What you are asked to do: Please give every entry again, exactly as it reads.

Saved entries
========================
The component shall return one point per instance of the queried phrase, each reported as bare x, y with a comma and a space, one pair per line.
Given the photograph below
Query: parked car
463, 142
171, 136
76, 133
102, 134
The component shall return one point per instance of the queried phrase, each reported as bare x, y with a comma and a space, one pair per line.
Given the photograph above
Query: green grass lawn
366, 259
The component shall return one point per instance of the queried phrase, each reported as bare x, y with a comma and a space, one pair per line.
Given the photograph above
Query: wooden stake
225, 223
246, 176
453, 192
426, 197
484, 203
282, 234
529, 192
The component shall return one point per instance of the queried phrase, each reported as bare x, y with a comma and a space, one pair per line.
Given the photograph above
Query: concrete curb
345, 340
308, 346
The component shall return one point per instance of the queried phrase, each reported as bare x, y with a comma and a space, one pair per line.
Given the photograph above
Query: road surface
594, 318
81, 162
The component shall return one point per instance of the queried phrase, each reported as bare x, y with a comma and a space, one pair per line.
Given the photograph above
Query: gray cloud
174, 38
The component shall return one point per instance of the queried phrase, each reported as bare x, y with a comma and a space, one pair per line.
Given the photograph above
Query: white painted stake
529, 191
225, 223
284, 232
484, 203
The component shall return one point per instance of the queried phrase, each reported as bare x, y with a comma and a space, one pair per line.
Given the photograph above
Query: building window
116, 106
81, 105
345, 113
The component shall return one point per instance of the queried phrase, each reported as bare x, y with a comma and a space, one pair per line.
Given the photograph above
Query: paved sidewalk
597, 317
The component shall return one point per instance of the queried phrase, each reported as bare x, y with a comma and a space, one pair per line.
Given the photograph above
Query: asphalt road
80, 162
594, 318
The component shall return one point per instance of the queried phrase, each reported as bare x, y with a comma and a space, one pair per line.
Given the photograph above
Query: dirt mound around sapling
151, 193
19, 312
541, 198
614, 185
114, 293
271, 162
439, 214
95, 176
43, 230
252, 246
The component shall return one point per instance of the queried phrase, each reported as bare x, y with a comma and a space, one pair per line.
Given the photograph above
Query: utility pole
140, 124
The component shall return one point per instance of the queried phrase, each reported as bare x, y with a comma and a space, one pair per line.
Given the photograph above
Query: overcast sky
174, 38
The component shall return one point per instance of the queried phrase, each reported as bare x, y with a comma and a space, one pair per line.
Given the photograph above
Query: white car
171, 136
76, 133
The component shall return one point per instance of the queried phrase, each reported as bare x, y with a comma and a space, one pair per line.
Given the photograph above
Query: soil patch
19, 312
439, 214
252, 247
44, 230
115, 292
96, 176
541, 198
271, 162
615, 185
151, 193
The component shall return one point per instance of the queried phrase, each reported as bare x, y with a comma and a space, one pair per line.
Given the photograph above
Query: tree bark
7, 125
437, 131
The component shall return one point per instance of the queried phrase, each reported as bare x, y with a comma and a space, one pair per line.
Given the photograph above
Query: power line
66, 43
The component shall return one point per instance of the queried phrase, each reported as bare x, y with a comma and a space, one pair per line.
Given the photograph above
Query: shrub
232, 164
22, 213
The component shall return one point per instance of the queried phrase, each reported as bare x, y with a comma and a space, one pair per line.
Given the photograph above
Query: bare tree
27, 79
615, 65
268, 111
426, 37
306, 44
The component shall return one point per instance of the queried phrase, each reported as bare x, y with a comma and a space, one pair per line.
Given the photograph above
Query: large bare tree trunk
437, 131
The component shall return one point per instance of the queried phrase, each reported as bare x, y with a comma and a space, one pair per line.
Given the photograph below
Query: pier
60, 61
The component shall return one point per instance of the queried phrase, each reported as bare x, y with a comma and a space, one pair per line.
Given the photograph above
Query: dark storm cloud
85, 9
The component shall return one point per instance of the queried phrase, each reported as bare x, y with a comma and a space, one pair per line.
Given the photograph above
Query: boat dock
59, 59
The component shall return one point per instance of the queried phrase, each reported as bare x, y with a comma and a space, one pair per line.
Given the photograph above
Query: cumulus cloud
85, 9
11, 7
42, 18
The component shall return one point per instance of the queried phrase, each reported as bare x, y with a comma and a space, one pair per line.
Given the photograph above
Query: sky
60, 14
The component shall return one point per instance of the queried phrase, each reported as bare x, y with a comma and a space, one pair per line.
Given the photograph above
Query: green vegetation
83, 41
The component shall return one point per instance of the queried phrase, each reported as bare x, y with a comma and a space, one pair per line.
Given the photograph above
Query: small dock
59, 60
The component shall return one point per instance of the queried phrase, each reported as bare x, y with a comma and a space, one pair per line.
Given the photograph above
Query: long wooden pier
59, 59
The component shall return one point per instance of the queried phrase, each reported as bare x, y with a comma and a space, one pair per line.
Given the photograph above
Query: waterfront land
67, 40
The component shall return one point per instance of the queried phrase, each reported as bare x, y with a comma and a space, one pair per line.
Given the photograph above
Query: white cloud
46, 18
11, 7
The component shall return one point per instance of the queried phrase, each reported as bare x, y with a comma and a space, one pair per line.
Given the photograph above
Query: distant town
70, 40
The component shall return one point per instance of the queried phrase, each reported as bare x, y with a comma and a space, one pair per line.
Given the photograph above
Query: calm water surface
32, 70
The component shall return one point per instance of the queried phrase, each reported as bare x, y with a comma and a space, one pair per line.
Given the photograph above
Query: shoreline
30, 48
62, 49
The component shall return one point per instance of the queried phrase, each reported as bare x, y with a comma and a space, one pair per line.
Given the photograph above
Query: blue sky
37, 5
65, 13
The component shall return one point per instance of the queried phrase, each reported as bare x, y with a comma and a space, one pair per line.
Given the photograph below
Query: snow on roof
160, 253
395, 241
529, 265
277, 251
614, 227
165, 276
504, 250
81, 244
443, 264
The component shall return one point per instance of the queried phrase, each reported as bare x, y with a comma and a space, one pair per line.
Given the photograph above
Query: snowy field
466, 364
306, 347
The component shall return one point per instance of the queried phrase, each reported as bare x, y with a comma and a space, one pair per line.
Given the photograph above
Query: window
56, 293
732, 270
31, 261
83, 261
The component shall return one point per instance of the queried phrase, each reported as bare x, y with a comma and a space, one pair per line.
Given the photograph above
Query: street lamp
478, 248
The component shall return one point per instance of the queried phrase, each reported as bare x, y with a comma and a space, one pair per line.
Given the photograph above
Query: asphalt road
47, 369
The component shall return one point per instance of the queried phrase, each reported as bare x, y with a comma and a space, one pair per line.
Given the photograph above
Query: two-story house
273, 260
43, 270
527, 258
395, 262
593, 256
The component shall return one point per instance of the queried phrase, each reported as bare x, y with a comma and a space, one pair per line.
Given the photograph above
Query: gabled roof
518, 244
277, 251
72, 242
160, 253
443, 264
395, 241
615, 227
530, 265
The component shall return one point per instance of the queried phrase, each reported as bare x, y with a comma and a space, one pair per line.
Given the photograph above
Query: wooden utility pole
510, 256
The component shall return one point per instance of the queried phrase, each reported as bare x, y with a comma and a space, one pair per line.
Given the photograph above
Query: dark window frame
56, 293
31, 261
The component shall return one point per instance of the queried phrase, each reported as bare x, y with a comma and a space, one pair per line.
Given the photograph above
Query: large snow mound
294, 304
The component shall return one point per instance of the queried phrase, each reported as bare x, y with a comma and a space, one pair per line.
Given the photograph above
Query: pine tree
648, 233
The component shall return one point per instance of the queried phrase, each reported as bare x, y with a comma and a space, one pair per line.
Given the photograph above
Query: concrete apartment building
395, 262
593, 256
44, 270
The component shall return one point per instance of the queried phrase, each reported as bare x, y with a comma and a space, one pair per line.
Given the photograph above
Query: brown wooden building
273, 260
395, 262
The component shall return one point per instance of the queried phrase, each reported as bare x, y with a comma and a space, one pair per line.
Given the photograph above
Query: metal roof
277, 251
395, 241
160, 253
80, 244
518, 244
========================
Result:
The component shall return one point per instance of the queried phrase, each reported as bare x, y with a comma and a space, one pair per line.
Given the photograph below
Query: parked car
463, 142
171, 136
76, 133
102, 134
The component shall return one point per instance of the queried phrase, each reported as bare x, y with a comma and a space, one pair per line.
Given the photograph above
Query: green grass lawn
366, 259
The component shall return one point per instance of the queried phrase, each reported as bare x, y with a comma and a space, one pair per line.
Given the photograph above
Query: wooden stake
225, 223
246, 176
453, 192
426, 197
484, 203
282, 234
529, 192
The component shall return one point per instance of the queried phrase, each reported as bare x, y with a comma and a space, one pair per line.
Given the photograph above
Query: concrete curb
345, 340
308, 346
The component shall return one point per instance of the queried phrase, each reported as bare x, y with a comma and a space, one pair per line.
Given the photograph above
Query: road surface
594, 318
81, 162
The component shall return one point per instance of the queried phrase, each reported as bare x, y with a comma and a space, one pair per line.
Given the photograph above
Query: gray cloud
174, 38
The component shall return one point per instance of the queried phrase, each reported as bare x, y with a comma and a space, one pair per line.
Given the photograph above
Query: white painted stake
529, 191
225, 223
284, 232
484, 203
The component shall return one point per instance of the queried phrase, each reported as bare x, y with a comma and a space, one pair per line.
Given the photograph above
Query: building window
116, 106
81, 105
345, 113
The component shall return one point per instance of the queried phrase, each reported as bare x, y with a comma and a space, one pair per line.
Given the photograph above
Query: paved sidewalk
597, 317
The component shall return one point per instance of the queried phrase, each reported as bare x, y with a comma and a space, one pair per line.
Given the photograph above
Query: asphalt road
80, 162
594, 318
The component shall return one point per instance of the queried phrase, each reported as bare x, y with a comma and a space, one pair per line.
Given the photograph above
Query: dirt mound around sapling
151, 193
19, 312
541, 198
614, 185
114, 293
271, 162
439, 214
95, 176
43, 230
252, 246
The component shall return one point per instance of the queried phrase, each reported as bare x, y with a comma and a space, one pair per line.
Given the photograph above
Query: utility pole
140, 124
The component shall return one point per instance of the queried phrase, each reported as bare x, y with a comma and a space, one pair per line.
Given the photograph above
Query: overcast sky
174, 38
The component shall return one point per instance of the queried phrase, each reported as bare x, y with a comma and a space, one pair per line.
Given the photograph above
Query: white car
171, 136
76, 133
The component shall return one point per instance of the queried phrase, each reported as bare x, y with a comma and a space, one pair per line.
Given the photograph above
Query: soil patch
19, 312
439, 214
252, 247
44, 230
115, 292
96, 176
541, 198
271, 162
615, 185
151, 193
The component shall return one point per instance of the queried phrase, each reported as bare x, y with a comma and a space, one pair per line.
Given the photograph above
Query: tree bark
7, 125
437, 131
The component shall return one point per instance of the queried phrase, each reported as bare x, y with a comma and a space, one pair per line.
Given the photograph above
Query: power line
66, 43
The component shall return one point per instance of the queried phrase, each reported as bare x, y with a comma and a space, one pair per line.
Given the photograph above
Query: shrub
232, 164
22, 213
The component shall return one point per instance of the queried phrase, each reported as bare x, y with a comma and a space, one pair per line.
Given the photograph above
Query: bare tree
27, 79
615, 65
268, 111
426, 37
306, 44
The component shall return one point per instance of the queried phrase, each reported as bare x, y with a comma and a space, one pair per line.
Given the photograph above
Query: large bare tree trunk
437, 131
The component shall return one point per instance of the queried phrase, each reported as bare x, y with a comma and a space, one pair per line.
Given the photograph below
Query: pier
60, 61
The component shall return one point per instance of the queried phrase, each reported as bare x, y with a comma and a space, one pair per line.
Given the photograph above
Query: dark storm cloud
85, 9
The component shall return one point per instance of the queried phrase, each reported as bare x, y with a comma and a space, one pair per line.
Given the photograph above
Query: boat dock
59, 59
The component shall return one point per instance of the queried phrase, each reported as bare x, y with a comma and a space, one pair per line.
Given the photograph above
Query: cumulus cloud
85, 9
11, 7
42, 18
The component shall return one point per instance of the queried phrase, each reported as bare x, y with a comma and a space, one pair per line.
Given the photograph above
Query: sky
60, 14
The component shall return one point per instance of the queried phrase, each reported as bare x, y with a comma and a space, one pair per line.
Given the photograph above
Query: green vegetation
83, 41
The component shall return one point per instance of the queried phrase, each reported as bare x, y with a comma and a space, one pair per line.
Given the photograph above
Query: small dock
59, 60
The component shall return one point per instance of the queried phrase, each reported as bare x, y with a comma and a space, one pair per line.
Given the photograph above
Query: long wooden pier
59, 59
The component shall return one point per instance of the queried phrase, each reported as bare x, y with a comma and a space, one pair per line.
Given the photograph above
Query: waterfront land
67, 40
The component shall return one point per instance of the queried phrase, each reported as bare x, y with a comma and a space, one pair per line.
Given the photograph above
Query: white cloud
46, 18
11, 7
The component shall return one point per instance of the queried phrase, each reported as bare x, y with a comma and a space, one pair per line.
Given the photograph above
Query: distant town
70, 40
The component shall return one point per instance of the queried phrase, each reported as bare x, y with a comma and a space, one pair per line.
Given the photograph above
Query: calm water surface
32, 70
The component shall return one point per instance of the queried phrase, each reported as bare x, y with a comma and a space, one pair per line.
Given the photograph above
Query: shoreline
30, 48
62, 49
The component shall return one point per instance of the queried phrase, each reported as bare x, y with a comma and a space, one pair per line.
Given the photograph above
Query: blue sky
37, 5
65, 13
The component shall return one point per instance of the queried phrase, each reported as bare x, y with a comma and a space, one pair per line.
Given the photograph below
Query: snow on roof
160, 253
395, 241
529, 265
277, 251
614, 227
165, 276
504, 250
81, 244
443, 264
The component shall return one point per instance of the queried phrase, each reported as bare x, y with a comma and a space, one pair per line.
Given the photograph above
Query: snowy field
466, 364
306, 347
The component shall return one point per instance of the queried phrase, each reported as bare x, y with a comma and a space, one pair per line.
Given the photograph above
Query: window
56, 293
732, 270
31, 261
83, 261
The component shall return one point per instance of the queried phrase, each reported as bare x, y with a comma and a space, one pair per line.
Given the photograph above
Query: street lamp
478, 248
The component shall return one point per instance of the queried phrase, each reported as bare x, y with a comma and a space, one pair per line.
Given the photograph above
Query: asphalt road
47, 369
The component shall return one point per instance of the queried phrase, each reported as bare x, y with a comma and a space, one pair per line.
Given the photograph above
Query: two-story house
273, 260
43, 270
527, 258
395, 262
593, 256
The component shall return one point per instance of the queried phrase, each reported as bare x, y with a comma and a space, one pair per line.
Given the photograph above
Query: gabled roof
518, 244
277, 251
72, 242
160, 253
443, 264
395, 241
615, 227
530, 265
The component shall return one point per instance of the queried phrase, each reported as bare x, y with a comma and a space, one pair per line.
Given the photograph above
Query: wooden utility pole
510, 256
The component shall return one point per instance of the queried phrase, each reported as bare x, y with a comma and a space, one pair per line.
Given the photograph above
Query: dark window frame
56, 293
31, 261
The component shall return one point per instance of the queried phrase, each reported as bare x, y with a comma and a space, one pair per line.
Given the photograph above
Query: large snow mound
294, 304
The component shall return one point per instance of the queried phrase, each reported as bare x, y with a comma and a space, one pair per line.
Given the photograph above
Query: pine tree
648, 233
The component shall return one point per instance of the queried phrase, each reported as bare x, y with a comma and a space, one pair per line.
Given the photograph above
Query: concrete apartment building
395, 262
593, 256
44, 270
The component shall return one point per instance of the queried phrase, each reported as bare x, y with a comma and a space, one pair per line.
Given the photograph above
Query: brown wooden building
273, 260
395, 262
The component shall return one point per instance of the queried phrase, each reported as bare x, y with a comma and a space, one pair per line.
Given the photograph above
Query: metal roof
277, 251
395, 241
160, 253
80, 244
518, 244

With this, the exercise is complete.